### To be done
Tally the lines in the data below that contain the string "target". Case counts. Reply with the number alone.

(Dataset rows)
___

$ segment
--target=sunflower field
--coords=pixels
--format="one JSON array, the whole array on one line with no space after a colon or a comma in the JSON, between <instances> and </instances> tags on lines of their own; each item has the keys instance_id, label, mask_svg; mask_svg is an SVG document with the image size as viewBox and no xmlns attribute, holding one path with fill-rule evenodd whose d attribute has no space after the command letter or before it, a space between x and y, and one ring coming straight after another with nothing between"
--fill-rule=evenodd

___

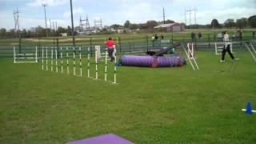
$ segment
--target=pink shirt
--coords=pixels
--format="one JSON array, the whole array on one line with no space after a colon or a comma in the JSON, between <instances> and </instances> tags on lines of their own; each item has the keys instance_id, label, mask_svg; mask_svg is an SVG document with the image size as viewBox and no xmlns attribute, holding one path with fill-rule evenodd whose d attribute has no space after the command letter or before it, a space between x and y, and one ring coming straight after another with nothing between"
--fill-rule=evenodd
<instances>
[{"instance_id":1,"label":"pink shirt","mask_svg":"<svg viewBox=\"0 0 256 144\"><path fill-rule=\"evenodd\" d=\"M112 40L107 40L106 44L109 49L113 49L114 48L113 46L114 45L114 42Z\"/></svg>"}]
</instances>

___

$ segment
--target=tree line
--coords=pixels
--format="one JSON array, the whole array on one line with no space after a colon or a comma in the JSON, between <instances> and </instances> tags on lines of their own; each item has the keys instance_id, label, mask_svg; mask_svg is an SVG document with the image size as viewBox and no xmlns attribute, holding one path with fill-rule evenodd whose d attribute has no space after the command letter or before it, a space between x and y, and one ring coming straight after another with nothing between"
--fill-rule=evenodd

___

### Solved exercise
3